== DATASET ==

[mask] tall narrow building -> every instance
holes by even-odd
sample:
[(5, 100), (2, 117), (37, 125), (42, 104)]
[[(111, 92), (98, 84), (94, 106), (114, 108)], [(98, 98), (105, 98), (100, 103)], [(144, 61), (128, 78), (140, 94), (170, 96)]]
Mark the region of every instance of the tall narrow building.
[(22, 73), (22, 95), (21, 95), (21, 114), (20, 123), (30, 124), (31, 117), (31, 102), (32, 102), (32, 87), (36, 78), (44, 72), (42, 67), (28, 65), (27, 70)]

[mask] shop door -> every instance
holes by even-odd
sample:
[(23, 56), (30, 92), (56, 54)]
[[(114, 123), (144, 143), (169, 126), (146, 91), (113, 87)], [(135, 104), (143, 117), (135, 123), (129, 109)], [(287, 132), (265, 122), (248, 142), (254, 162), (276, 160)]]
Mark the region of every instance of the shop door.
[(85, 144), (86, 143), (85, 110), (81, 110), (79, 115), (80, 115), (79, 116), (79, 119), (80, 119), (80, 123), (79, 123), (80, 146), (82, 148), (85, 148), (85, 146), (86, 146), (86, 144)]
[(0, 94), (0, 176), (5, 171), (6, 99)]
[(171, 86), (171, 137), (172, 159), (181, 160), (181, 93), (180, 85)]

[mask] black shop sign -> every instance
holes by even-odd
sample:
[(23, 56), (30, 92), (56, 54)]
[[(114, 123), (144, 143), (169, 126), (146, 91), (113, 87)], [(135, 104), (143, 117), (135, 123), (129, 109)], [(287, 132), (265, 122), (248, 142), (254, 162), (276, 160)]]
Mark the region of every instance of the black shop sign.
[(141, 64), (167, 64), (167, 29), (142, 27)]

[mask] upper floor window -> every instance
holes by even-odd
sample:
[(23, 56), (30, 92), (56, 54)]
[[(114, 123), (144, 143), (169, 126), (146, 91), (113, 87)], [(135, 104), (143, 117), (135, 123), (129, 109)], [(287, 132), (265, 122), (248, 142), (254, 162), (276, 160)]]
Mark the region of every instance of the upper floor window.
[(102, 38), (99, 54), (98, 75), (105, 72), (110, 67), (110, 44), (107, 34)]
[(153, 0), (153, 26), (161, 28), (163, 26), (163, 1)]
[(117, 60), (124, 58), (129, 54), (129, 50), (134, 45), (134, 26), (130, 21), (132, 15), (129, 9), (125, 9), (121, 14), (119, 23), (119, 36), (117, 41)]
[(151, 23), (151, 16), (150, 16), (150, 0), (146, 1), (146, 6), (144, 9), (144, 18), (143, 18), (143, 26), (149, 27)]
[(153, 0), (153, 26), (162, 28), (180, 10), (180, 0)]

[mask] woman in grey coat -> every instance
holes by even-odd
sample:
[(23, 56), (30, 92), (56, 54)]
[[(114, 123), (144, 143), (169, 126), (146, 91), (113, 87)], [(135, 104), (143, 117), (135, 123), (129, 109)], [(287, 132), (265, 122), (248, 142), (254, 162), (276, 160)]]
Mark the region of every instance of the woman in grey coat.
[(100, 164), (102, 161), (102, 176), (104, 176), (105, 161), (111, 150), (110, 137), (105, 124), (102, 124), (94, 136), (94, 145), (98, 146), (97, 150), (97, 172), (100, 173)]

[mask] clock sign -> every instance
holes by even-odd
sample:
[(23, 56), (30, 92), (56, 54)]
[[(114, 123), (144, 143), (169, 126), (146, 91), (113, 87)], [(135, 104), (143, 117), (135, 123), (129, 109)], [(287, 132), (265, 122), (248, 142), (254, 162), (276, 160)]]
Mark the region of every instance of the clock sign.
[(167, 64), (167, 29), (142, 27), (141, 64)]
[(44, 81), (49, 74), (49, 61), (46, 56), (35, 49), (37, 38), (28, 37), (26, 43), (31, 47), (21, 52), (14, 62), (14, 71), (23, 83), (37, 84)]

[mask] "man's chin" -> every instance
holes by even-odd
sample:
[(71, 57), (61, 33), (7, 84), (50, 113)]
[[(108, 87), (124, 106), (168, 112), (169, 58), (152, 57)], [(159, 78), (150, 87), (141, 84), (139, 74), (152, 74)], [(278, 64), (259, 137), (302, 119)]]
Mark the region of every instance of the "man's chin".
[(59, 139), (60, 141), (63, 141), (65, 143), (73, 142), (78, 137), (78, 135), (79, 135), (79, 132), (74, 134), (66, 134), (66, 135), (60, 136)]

== EXERCISE ==
If a line of the records includes the string "mask", copy it out.

== SOLUTION FOR THIS PROBLEM ==
[mask] tall narrow building -> every instance
[mask] shop door -> every instance
[mask] black shop sign -> every instance
[mask] upper floor window -> every instance
[mask] woman in grey coat -> every instance
[mask] clock sign -> every instance
[mask] "man's chin" -> every instance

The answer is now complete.